■ PROBLEM:
Which lines of the data below include the string "ceramic"? Return each of them.

■ SOURCE RECORDS:

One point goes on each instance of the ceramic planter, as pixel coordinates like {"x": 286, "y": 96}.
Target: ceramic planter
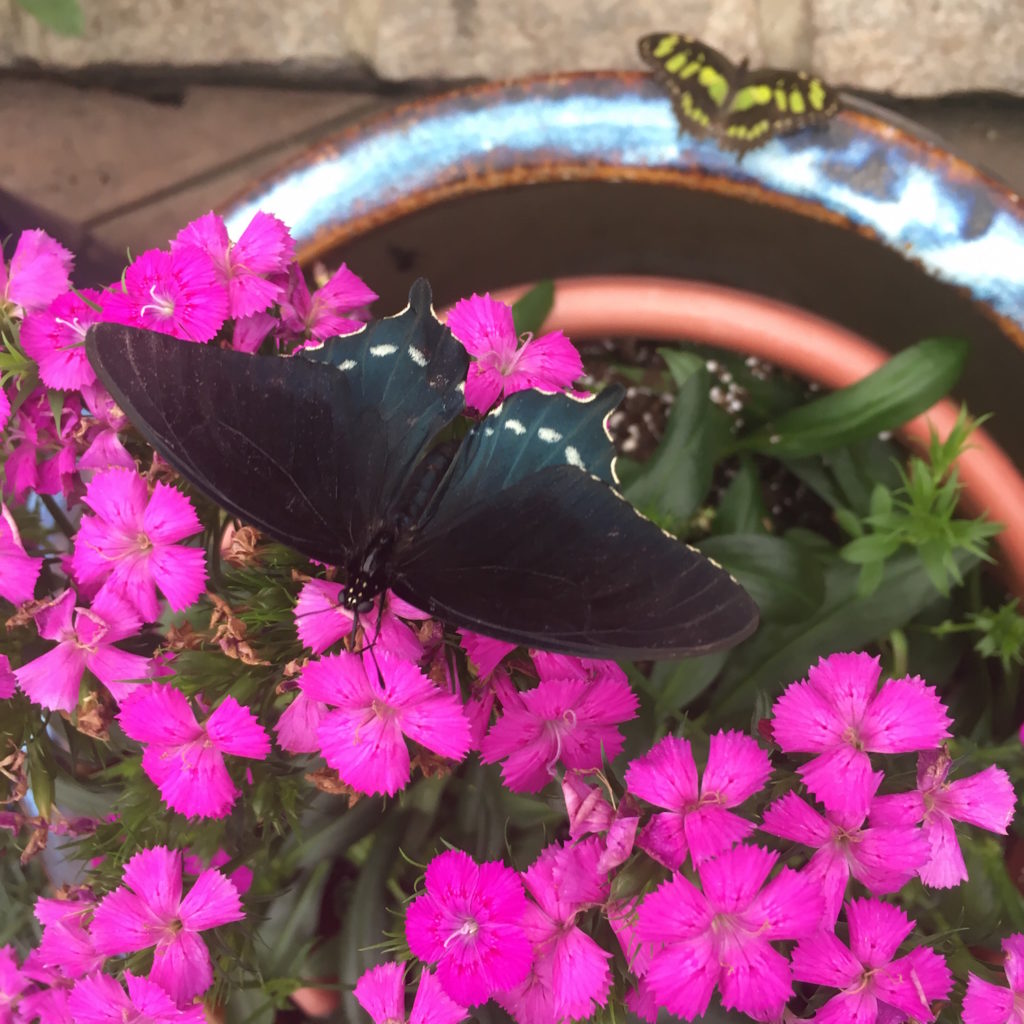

---

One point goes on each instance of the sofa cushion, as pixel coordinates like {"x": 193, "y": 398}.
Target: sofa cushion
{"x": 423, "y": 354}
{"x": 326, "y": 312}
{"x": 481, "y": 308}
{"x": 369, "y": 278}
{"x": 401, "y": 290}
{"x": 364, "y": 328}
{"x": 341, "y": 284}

* * *

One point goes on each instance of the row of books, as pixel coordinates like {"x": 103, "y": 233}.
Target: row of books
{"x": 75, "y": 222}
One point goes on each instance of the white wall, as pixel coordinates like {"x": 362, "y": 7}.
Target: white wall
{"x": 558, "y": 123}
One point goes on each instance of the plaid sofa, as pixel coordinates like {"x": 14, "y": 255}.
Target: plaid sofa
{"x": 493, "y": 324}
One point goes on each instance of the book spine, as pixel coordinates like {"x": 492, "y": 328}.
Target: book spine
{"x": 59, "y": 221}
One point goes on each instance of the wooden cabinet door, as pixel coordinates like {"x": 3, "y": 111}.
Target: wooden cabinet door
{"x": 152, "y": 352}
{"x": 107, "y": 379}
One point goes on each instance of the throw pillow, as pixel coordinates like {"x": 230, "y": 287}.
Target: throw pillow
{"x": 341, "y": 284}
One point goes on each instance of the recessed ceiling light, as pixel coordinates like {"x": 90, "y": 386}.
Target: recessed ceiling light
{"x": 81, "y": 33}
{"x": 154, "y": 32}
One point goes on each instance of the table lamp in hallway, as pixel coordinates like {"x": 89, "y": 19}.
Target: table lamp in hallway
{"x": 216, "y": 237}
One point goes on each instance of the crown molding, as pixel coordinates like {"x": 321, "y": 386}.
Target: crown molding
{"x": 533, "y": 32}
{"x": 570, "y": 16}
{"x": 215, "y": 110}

■ TASK RESULT:
One point goes on each instance of the ceramic planter, as pixel coordinates like {"x": 286, "y": 96}.
Target: ceramic planter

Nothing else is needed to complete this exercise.